Another embodiment of the present invention includes a hollow muffler body having an inlet end and an outlet end. The hollow muffler body includes a baffle and one or more baffle tubes disposed in the hollow muffler body. A valve member is disposed in the one or more baffle tubes. The valve member is positionable between a first position and a second position. Fluid flow through the hollow muffler body is at least partially prevented by a valve surface of the valve member when the valve member is in the first position.

Another embodiment of the present invention includes a valve assembly for use in a compressor muffler having a hollow body having an inlet end and an outlet end. The outlet end of the cylindrical body includes at least one opening and a cap member configured and disposed to at least partially prevent axial flow of fluid through the cylindrical body and reflect fluid to attenuate sound. The cylindrical body is positionable in a first position that permits flow of fluid from the inlet end to the outlet end and is positionable in a second position that at least partially prevents flow from the outlet end to the inlet end when the hollow body is disposed in a baffle tube of a muffler.

The structures of the present invention include mufflers attached to the discharge of the compressor, including screw compressors. The device for preventing at least a portion of the backflow of fluid in a valve assembly may include piston assembly that moves from an open position to a closed position, depending on the direction of flow of fluid. The piston allows flow through the valve assembly when in the open position and prevents at least a portion of the flow when the piston moves to the closed position. The piston moves to the open position when the compressor is operating, to permit the compressed fluid to flow through the valve assembly. The piston within the valve assembly is movable to the closed position when the compressor stops operating, to prevent backflow of the compressed fluid through the valve assembly toward the compressor inlet. When the piston is in the closed position, the amount of flow prevented by the piston is sufficient to prevent the compression members of the compressor from rotating in the opposite direction of operation at a high rate of speed.

Stored items:
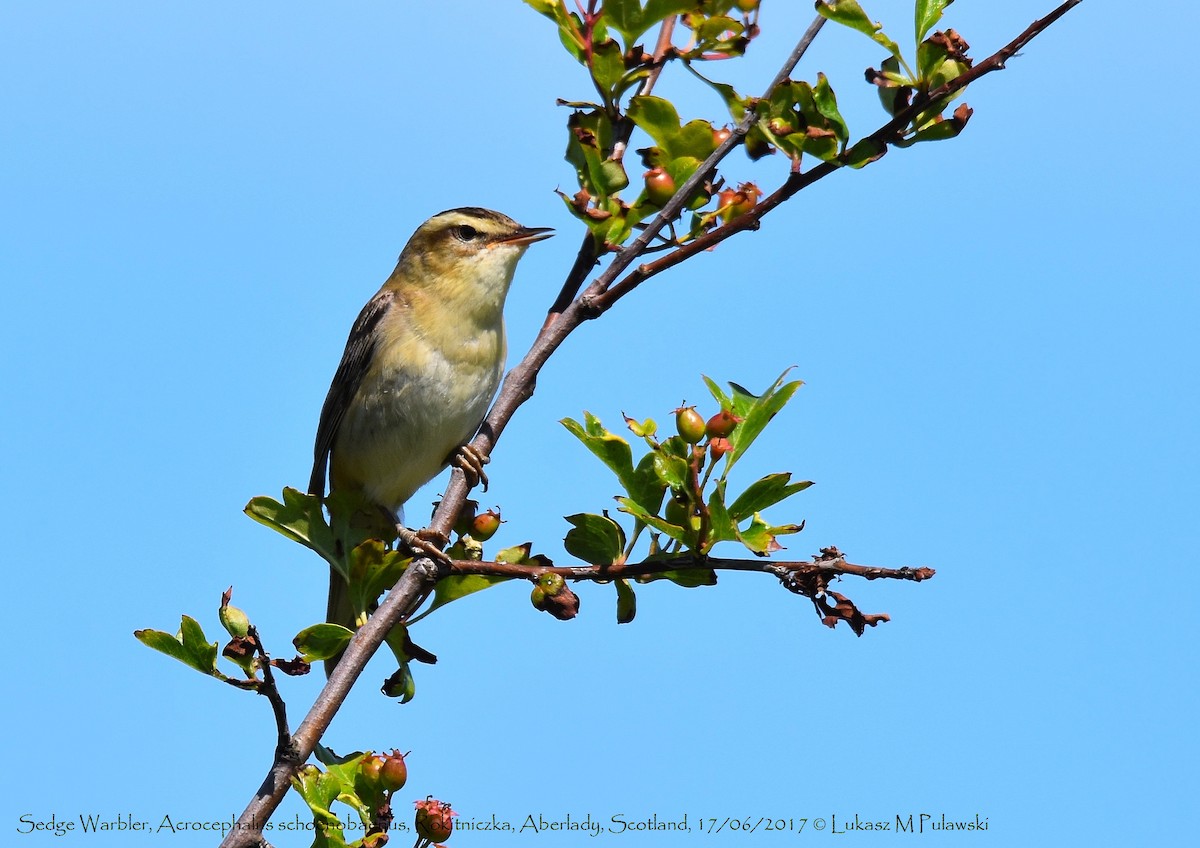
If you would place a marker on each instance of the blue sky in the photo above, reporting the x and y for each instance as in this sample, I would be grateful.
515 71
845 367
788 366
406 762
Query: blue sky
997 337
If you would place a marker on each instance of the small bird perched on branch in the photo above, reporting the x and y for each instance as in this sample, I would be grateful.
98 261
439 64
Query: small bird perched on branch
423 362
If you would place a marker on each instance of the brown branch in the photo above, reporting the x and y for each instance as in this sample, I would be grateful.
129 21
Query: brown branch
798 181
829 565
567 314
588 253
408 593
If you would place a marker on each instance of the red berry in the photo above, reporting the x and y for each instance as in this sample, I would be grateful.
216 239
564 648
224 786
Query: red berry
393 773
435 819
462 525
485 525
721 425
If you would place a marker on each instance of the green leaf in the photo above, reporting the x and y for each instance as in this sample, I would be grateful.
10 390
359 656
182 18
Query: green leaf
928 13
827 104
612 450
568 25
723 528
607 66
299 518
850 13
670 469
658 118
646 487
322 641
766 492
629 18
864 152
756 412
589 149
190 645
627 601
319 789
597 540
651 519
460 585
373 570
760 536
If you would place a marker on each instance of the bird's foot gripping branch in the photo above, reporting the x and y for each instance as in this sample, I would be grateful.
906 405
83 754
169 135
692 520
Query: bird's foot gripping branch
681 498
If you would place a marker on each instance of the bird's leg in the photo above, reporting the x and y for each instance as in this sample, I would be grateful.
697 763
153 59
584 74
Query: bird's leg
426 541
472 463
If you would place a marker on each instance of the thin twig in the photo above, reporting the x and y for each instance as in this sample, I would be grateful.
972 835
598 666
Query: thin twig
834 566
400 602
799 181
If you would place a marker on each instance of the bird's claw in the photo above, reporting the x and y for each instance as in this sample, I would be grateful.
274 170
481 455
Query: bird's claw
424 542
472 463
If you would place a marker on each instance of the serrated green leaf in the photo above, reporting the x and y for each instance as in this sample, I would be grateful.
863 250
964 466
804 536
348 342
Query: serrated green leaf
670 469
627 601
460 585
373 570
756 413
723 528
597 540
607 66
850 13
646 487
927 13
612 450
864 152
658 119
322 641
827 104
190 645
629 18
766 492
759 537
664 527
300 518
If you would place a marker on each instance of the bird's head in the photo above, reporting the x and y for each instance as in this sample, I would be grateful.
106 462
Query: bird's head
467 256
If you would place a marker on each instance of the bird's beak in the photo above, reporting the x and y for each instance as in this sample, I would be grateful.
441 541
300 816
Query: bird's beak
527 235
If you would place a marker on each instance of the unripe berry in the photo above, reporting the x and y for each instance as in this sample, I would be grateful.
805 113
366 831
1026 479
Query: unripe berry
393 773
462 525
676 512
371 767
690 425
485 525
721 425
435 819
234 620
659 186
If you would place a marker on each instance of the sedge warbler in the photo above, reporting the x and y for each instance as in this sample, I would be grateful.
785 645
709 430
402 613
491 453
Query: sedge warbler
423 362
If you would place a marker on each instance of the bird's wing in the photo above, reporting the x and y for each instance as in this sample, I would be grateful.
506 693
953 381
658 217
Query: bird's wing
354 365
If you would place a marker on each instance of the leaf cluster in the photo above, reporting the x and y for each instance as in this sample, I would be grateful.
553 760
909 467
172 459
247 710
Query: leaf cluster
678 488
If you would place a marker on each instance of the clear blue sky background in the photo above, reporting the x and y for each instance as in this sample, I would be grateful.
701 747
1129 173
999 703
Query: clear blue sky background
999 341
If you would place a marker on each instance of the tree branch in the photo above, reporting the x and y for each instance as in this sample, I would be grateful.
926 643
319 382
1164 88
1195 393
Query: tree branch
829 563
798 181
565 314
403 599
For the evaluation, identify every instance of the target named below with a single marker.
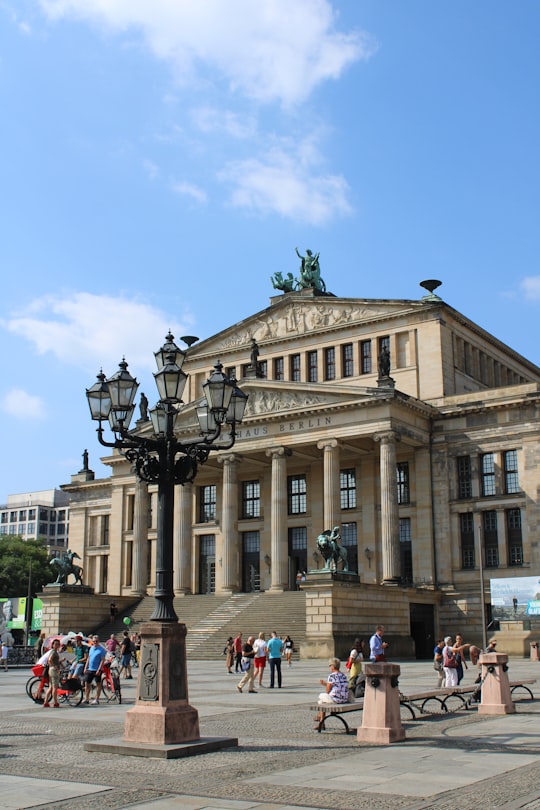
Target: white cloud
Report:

• Task 1: According to the compressor muffler text, when does the piston move to the closed position?
• Task 2: Carry on the compressor muffler text from its final sentence.

• Answer 1: When the compressor stops operating.

• Answer 2:
One advantage of the present invention is that the prevention of flow in the opposite direction of normal operation reduces or eliminates rotation of the compression members of the compressor in the opposite direction and the resultant undesirable sound level and frequency.

Another advantage of the present invention is that the placement of the valve structure inside the muffler is less expensive than providing a separate check valve (i.e., one-way valve) in the discharge line.

Another advantage of the present invention is that the installation of the valve structure external to the compressor eliminates the need to machine or modify the compressor.

Another advantage of the present invention is that perfect seating of the valve is not required because the flow in the opposite direction need not be stopped entirely in order for the reduction or elimination of the rotation of the compression members in the opposite direction of operation to occur.

Another advantage of the present invention is that the valve is self-contained inside the baffle, which is a stationary component. The baffle can be welded into the muffler shell with some misalignment between the axis of the components, and the operation of the valve will not substantially be effected.

Other features and advantages of the present invention will be apparent from the following more detailed description of the preferred embodiment, taken in conjunction with the accompanying drawings which illustrate, by way of example, the principles of the invention.

BRIEF DESCRIPTION OF THE DRAWINGS

FIG. 1A illustrates a perspective view of a muffler according to an embodiment of the present invention for attachment to a compressor.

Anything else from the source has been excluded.